[ACTIVITY] Copy, from the data below, each line that has the word "black".

******************************

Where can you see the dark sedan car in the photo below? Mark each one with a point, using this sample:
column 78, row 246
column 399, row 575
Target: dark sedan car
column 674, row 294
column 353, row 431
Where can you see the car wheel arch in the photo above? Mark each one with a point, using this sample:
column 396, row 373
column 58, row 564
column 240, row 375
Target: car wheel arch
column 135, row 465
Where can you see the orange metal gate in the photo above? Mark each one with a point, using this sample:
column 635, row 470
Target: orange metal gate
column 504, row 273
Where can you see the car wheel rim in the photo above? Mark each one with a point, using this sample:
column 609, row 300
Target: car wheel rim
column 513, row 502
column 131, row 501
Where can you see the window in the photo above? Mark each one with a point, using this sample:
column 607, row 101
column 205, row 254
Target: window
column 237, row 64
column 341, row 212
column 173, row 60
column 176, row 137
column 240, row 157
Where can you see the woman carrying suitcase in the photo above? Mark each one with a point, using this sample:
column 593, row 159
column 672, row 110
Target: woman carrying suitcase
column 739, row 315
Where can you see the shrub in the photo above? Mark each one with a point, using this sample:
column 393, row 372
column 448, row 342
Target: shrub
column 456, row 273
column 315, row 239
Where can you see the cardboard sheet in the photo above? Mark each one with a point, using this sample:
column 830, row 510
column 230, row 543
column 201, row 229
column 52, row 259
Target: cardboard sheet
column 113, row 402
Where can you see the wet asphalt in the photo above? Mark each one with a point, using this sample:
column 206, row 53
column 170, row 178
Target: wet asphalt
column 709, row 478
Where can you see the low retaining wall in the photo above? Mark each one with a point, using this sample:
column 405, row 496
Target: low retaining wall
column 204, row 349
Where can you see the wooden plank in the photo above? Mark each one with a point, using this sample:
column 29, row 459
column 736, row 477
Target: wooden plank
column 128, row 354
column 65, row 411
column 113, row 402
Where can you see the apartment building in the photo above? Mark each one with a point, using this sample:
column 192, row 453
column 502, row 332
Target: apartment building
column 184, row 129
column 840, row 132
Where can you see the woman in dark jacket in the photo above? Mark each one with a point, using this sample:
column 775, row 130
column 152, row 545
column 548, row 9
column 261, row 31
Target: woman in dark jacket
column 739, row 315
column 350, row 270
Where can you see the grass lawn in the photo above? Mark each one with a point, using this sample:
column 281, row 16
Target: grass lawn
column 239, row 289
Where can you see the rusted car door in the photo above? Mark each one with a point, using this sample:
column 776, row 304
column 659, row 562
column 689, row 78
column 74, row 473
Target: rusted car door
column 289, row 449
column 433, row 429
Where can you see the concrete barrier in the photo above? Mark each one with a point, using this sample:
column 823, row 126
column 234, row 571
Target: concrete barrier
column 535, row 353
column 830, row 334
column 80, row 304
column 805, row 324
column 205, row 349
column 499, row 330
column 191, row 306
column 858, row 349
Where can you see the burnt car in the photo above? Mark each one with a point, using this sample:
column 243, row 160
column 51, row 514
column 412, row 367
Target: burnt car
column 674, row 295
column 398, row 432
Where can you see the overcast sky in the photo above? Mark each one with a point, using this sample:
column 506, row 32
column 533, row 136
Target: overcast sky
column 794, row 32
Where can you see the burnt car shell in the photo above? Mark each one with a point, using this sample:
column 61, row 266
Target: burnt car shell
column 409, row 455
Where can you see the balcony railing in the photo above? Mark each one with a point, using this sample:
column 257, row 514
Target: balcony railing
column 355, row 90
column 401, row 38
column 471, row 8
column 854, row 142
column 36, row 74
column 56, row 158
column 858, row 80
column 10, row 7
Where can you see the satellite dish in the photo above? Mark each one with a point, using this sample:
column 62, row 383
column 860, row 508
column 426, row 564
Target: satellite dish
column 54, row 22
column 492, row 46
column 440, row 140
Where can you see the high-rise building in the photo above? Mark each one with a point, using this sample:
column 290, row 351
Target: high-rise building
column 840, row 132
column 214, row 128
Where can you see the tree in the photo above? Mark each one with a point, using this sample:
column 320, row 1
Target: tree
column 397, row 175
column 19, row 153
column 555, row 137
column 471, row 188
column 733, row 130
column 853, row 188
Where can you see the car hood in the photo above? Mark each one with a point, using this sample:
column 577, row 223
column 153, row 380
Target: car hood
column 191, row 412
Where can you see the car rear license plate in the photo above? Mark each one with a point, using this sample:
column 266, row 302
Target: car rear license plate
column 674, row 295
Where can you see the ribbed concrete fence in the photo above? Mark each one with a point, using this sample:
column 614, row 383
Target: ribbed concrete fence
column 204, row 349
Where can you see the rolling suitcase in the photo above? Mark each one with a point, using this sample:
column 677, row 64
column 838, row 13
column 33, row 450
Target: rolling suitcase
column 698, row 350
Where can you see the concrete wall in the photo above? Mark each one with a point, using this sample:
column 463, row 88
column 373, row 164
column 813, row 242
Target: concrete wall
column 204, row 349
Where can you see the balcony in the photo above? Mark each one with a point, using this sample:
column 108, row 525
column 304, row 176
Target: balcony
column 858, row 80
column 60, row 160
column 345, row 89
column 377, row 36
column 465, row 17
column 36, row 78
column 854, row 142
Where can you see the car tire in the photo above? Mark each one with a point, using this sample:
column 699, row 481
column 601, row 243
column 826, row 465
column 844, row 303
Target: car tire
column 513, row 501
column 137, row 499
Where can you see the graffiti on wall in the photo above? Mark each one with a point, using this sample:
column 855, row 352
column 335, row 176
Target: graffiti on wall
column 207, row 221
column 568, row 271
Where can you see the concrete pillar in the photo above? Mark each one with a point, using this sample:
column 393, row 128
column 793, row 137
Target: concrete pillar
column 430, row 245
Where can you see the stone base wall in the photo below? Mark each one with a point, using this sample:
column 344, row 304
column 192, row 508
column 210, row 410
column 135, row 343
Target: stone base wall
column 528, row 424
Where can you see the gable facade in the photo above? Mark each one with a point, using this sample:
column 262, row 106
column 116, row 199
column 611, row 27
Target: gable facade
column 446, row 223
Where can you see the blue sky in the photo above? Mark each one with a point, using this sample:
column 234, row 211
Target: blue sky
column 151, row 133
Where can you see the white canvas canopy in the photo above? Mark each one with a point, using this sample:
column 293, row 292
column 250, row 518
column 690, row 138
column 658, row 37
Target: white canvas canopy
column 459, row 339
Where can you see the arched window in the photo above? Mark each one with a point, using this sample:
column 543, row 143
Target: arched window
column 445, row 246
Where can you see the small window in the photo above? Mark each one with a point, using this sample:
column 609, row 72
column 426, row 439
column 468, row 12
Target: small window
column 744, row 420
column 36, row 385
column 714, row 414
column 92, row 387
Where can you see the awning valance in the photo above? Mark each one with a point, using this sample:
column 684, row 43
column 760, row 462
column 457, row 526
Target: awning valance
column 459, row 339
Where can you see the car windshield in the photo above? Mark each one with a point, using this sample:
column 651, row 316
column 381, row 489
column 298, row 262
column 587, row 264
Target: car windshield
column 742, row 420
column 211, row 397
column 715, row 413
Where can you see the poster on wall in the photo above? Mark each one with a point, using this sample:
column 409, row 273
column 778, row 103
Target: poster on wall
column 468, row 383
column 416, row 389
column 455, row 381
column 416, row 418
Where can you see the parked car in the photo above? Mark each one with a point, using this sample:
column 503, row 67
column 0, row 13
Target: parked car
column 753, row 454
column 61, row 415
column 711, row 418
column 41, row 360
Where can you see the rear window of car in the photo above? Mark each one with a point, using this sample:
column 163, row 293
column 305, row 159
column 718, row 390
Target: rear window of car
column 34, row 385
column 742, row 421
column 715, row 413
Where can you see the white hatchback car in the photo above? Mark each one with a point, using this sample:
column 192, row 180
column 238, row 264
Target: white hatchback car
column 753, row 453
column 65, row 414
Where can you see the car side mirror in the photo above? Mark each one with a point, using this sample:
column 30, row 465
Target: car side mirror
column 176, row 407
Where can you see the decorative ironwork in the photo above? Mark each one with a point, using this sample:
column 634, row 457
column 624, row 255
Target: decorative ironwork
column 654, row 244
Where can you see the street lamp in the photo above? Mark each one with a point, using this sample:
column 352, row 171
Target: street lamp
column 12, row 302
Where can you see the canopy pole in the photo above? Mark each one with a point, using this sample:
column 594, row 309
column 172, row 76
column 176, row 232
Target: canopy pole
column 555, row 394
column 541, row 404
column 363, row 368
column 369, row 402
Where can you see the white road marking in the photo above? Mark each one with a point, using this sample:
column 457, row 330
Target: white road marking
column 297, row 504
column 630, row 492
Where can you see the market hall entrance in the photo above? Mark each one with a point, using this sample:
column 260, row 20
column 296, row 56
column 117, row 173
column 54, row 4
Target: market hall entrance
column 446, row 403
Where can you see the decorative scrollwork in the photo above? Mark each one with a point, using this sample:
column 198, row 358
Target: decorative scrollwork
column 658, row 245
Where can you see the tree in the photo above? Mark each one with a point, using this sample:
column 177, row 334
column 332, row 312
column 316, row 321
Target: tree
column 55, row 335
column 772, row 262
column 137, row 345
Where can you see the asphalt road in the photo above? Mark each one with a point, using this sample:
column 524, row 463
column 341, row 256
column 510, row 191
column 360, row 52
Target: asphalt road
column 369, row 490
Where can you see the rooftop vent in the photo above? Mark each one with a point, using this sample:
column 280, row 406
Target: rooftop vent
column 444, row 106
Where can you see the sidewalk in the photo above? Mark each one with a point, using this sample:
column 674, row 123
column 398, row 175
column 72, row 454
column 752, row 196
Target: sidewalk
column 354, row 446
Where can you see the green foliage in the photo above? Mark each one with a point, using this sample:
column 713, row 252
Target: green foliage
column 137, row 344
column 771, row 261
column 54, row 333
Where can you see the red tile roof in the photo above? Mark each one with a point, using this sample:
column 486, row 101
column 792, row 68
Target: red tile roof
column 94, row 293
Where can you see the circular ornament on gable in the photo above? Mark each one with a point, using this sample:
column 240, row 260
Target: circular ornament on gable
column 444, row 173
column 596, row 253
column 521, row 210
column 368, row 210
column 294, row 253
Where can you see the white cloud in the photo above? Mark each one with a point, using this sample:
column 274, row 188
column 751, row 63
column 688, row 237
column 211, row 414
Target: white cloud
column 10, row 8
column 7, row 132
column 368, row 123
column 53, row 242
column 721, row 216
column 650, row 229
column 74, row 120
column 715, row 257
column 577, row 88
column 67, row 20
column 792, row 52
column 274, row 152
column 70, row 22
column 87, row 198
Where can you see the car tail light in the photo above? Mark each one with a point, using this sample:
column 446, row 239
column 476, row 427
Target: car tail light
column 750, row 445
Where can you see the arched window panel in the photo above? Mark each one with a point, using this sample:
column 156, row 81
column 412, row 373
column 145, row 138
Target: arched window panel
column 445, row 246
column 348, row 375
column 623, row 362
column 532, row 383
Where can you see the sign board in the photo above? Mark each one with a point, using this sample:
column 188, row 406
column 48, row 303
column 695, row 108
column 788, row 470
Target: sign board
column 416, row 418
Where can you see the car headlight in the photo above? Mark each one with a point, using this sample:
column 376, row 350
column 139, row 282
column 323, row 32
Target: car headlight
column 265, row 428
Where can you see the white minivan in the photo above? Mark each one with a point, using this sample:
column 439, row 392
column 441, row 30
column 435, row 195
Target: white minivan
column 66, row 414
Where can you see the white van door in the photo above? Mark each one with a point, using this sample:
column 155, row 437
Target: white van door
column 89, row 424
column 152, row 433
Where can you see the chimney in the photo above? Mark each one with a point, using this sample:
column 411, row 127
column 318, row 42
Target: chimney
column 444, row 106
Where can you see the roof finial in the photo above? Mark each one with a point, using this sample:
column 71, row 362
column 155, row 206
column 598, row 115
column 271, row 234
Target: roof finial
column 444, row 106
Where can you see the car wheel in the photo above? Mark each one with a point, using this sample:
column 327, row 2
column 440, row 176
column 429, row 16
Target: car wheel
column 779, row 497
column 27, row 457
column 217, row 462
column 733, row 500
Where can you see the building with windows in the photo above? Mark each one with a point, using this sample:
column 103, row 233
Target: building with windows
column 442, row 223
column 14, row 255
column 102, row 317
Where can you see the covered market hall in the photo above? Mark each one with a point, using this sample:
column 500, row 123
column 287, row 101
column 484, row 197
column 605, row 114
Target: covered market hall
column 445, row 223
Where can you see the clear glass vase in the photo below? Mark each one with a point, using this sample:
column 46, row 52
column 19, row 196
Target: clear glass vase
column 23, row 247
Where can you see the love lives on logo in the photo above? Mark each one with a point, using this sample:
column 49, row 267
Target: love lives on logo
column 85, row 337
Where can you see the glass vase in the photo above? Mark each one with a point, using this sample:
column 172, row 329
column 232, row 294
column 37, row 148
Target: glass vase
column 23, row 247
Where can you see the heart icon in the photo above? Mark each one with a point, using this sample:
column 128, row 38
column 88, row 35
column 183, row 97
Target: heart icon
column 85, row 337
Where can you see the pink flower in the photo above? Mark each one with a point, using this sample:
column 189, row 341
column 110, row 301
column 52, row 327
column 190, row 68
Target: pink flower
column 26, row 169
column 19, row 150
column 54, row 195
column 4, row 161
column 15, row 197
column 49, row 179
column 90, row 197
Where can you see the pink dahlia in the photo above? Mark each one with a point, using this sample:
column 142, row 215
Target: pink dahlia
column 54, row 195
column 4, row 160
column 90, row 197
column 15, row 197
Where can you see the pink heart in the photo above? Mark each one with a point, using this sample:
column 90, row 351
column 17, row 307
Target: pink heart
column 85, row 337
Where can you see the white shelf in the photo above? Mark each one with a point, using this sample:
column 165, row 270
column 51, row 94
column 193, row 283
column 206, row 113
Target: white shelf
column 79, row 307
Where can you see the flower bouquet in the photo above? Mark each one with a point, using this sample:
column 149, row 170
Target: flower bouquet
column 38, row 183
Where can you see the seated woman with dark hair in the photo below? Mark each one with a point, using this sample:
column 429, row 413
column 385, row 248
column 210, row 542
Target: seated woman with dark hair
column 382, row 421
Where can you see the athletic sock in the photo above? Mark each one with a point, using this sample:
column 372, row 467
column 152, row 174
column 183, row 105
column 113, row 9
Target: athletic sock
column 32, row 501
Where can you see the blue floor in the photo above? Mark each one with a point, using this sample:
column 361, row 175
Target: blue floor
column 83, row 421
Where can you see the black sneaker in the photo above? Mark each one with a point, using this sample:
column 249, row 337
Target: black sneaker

******************************

[RESPONSE AREA]
Where can you see the black sneaker in the photo above? Mark each one with a point, using this sample:
Target: black sneaker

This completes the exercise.